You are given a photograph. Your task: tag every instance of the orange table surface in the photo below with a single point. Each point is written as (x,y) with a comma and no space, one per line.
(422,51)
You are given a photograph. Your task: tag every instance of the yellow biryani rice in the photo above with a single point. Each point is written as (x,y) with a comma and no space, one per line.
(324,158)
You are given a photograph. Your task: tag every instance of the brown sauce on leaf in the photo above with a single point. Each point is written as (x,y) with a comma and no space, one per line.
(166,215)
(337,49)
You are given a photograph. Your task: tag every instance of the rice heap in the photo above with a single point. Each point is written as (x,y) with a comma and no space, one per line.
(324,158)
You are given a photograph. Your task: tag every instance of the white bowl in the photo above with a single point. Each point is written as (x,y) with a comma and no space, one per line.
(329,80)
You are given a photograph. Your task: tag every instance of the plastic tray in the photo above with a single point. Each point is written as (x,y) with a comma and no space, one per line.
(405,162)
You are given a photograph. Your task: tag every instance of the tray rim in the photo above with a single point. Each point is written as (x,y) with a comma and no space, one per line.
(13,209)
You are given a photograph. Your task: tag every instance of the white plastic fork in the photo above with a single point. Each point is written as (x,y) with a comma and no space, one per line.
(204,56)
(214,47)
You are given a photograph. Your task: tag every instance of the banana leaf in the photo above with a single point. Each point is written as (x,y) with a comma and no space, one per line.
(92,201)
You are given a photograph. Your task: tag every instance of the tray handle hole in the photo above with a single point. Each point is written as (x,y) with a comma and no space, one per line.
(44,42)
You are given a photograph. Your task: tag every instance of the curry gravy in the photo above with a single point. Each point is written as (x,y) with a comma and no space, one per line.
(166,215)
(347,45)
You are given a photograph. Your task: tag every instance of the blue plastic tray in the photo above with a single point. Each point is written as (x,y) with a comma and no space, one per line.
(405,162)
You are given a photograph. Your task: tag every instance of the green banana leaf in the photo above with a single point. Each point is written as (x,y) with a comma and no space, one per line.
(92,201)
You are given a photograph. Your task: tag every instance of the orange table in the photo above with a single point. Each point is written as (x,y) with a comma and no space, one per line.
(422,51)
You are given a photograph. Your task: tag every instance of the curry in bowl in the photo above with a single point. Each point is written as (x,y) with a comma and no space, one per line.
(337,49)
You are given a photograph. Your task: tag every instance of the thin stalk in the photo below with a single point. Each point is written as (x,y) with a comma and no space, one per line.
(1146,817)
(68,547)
──────────────────────────────
Express every line of the records above as a JSON list of strings, one string per line, with blank lines omitted.

[
  "You are given a photograph. Your task: tag every instance of the orange table surface in the photo below with a single point. Each point is written as (x,y) with a comma and no space, one per line.",
  "(422,51)",
  "You are given a photograph. Your task: tag every instance of the yellow biryani rice in the photo above with a single point. Each point is written as (x,y) with a comma and no space, one per line.",
  "(324,158)",
  "You are given a photograph. Your task: tag every instance of the brown sauce on leaf in the photo above with a single point. Each point is written as (x,y) with a comma and no space, one per line.",
  "(166,215)",
  "(337,49)",
  "You are given a photograph. Your task: tag every instance of the rice heap in the photo above with a single point. Each point is written as (x,y) with a comma and no space, one per line.",
  "(324,158)",
  "You are given a photograph. Your task: tag every instance of the white bowl in the photo above with a single point. Each point is written as (x,y) with a comma and no space, one per line.",
  "(329,80)",
  "You are given a photograph. Your task: tag every instance of the plastic tray in the photo above with a single point. Each point is written as (x,y) with a comma and no space, one per line.",
  "(405,162)",
  "You are given a photograph. Your task: tag every instance of the tray rim in the photo above with a single point. Each point is written as (x,y) with a comma and no space, one per line.",
  "(13,209)",
  "You are given a photograph. Your task: tag every instance of the white plastic fork in the photo above with a single point. Each point is written as (x,y) with a comma and no space, one per line.",
  "(204,56)",
  "(214,47)",
  "You are given a photograph. Your task: tag every instance of the banana leaf in the photo above with a single point. Each point is written as (x,y) with a comma and no space, one per line.",
  "(92,201)",
  "You are given a photograph. Your task: tag every instance of the tray handle hole in the photo above with a single point. Each point is written as (x,y) with a comma and no space, one per line.",
  "(44,42)",
  "You are given a photograph. Your task: tag every instance of the curry gravy in the photo above with a single point. Each point is written as (x,y) with a comma and no space, one per line.",
  "(166,215)",
  "(347,45)",
  "You are given a photograph. Your task: tag every instance of the blue plastic tray in the photo above with a single point. Each point is written as (x,y) with a comma and no space, one per line.",
  "(405,162)",
  "You are given a photograph. Your task: tag every instance of the green banana leaf in the photo above with a single point. Each point is written as (x,y) with a comma and no space, one per line.",
  "(92,201)",
  "You are given a photograph. Your task: tag every instance of the orange table in the photo above with a single point. Each point is written as (x,y) with a comma and no space, one per line.",
  "(422,51)",
  "You are given a photograph. Your task: tag every instance of the curry in bowl in the photo above with a single point. Each point is written as (x,y) with a comma and no space, one per line.",
  "(337,49)",
  "You are given a photograph. Your task: tag every instance of the thin stalk in the photo below with a single point. Each point is written as (x,y) with a comma and no space, one per line.",
  "(1146,817)",
  "(68,547)"
]